Mike Bowen, the doctor who cared for most of the team when they suffered food poisoning on the day before the final, has told a shocked New Zealand public that he has identified an African herb which he believes was used deliberately to spike tea and coffee.

Rumours of the poisoning have been circulating since New Zealand lost 15-12 in front of a triumphant President Nelson Mandela, but team members have been reluctant to discuss them because they felt they would be accused of sour grapes.

However, in claims coinciding with the launch of his autobiography, Laurie Mains, the team coach, says an internal South African inquiry and a private detective he hired himself found that the team's drinks were spiked with a herb known locally as "Indian trick". The herb is odourless and tasteless but is reputed to induce symptoms similar to severe food poisoning.

"I've always thought it was likely [that the team was poisoned]," Dr Bowen said. "But I never had any evidence that anything was spiked." He said he had since heard that Indian trick would have produced the symptoms suffered by the team.

-*-*-

» **YOUR OBJECTIVE**: In the passage on the alleged poisoning of the New Zealand team, what is the name by which the herb said to have spiked the team's drinks is known locally?

-*-*-

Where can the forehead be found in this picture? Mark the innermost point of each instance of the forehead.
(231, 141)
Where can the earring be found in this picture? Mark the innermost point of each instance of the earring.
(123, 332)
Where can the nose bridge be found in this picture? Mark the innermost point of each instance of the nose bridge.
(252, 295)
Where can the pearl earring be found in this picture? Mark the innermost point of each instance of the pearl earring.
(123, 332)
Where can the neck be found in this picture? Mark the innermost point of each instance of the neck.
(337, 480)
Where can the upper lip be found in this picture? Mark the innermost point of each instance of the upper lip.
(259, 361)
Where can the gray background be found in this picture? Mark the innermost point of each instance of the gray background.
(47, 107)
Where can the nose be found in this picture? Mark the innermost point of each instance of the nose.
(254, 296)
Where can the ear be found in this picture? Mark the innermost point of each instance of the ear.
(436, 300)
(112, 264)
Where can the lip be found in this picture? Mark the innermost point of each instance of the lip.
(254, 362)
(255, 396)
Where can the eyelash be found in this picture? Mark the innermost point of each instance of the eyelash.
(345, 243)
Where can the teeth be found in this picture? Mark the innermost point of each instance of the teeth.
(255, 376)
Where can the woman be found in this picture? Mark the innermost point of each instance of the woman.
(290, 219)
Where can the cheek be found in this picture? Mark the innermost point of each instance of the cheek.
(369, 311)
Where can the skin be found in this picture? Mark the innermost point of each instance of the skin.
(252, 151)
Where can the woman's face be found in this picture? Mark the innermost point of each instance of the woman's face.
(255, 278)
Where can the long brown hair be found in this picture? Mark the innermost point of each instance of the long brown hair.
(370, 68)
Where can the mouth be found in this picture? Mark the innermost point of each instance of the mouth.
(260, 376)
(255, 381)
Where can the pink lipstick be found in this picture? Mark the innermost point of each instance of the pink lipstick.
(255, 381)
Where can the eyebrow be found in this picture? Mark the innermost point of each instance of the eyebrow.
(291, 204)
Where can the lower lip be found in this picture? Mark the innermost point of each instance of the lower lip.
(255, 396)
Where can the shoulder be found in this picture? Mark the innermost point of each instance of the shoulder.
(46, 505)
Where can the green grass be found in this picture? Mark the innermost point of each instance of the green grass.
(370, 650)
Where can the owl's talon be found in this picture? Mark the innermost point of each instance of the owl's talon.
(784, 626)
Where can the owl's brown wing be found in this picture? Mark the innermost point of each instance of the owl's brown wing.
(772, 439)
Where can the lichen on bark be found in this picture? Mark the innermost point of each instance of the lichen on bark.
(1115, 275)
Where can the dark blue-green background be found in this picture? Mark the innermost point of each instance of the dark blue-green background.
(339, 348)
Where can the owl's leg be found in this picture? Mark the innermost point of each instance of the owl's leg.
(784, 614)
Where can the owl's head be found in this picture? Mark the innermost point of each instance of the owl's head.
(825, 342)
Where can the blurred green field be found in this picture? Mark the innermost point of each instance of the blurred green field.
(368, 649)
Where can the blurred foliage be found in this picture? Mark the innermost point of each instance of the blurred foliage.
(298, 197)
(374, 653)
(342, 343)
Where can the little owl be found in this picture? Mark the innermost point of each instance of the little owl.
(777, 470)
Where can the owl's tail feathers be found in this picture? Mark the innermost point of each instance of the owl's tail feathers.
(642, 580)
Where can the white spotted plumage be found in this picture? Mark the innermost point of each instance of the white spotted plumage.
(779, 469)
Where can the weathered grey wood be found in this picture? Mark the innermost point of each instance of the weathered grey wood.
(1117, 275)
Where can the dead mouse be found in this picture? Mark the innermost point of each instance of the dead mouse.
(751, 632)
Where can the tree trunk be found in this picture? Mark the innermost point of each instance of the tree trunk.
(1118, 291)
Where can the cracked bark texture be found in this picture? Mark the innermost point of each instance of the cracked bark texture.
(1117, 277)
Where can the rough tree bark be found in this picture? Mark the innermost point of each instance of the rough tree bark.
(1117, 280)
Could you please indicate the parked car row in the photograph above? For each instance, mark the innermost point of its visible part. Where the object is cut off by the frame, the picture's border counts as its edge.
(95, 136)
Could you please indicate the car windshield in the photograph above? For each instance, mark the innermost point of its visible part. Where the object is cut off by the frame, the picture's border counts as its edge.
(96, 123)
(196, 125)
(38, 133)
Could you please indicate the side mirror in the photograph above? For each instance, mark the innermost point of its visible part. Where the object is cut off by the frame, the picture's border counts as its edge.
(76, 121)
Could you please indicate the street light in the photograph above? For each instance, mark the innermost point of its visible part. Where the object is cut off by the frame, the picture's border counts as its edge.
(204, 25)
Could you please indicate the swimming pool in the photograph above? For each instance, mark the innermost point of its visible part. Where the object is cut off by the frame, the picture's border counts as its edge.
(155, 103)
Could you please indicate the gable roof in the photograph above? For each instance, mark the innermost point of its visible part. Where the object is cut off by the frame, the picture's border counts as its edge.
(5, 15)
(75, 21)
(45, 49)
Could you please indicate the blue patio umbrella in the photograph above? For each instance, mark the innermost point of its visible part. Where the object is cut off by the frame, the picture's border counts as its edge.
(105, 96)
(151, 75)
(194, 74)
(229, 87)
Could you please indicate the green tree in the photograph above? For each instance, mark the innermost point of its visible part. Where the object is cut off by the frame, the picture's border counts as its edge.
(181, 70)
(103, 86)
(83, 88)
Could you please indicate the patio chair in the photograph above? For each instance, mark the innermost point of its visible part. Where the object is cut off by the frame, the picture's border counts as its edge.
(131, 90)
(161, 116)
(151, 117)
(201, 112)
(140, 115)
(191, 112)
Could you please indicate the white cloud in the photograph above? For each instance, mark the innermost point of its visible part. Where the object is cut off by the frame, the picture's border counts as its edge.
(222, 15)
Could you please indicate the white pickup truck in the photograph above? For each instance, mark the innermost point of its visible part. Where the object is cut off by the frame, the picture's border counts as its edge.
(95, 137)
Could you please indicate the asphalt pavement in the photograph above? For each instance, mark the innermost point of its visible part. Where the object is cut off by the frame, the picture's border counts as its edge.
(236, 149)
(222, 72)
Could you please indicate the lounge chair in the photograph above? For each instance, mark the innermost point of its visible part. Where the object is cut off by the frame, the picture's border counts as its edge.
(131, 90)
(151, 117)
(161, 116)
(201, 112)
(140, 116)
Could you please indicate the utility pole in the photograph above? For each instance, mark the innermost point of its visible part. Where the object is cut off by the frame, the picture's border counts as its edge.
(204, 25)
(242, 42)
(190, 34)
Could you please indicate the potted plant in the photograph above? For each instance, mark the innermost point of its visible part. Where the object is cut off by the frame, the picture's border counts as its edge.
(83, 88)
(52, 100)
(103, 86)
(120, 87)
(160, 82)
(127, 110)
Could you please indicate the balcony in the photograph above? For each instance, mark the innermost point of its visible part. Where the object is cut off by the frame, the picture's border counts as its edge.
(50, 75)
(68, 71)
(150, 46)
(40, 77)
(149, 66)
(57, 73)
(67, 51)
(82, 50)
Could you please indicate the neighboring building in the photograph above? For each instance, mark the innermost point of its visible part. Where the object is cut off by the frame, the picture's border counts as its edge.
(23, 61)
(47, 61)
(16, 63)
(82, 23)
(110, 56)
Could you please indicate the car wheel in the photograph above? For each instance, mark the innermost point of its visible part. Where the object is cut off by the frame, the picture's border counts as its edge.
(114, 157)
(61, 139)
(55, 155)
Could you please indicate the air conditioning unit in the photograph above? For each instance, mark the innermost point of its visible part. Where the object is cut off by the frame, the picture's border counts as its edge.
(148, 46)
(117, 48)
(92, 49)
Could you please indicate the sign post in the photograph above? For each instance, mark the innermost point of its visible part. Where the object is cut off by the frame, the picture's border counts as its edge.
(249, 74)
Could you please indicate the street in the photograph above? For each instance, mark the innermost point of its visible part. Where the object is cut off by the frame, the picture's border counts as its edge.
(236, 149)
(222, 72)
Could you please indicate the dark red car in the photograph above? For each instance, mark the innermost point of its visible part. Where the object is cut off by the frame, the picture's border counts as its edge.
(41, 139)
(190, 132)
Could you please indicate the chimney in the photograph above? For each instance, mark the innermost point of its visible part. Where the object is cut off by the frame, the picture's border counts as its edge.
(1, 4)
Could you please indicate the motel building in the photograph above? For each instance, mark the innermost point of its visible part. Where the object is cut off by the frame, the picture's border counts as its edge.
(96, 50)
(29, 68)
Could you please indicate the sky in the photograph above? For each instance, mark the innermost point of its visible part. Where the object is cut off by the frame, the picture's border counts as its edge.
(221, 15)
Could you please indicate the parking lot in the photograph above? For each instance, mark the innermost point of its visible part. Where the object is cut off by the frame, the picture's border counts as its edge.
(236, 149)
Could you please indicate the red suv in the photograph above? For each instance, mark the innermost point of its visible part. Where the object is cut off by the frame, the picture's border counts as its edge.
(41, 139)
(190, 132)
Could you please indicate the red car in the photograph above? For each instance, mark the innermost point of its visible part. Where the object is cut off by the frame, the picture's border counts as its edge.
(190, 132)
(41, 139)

-*-*-

» **SOLVED PROBLEM**: "Indian trick"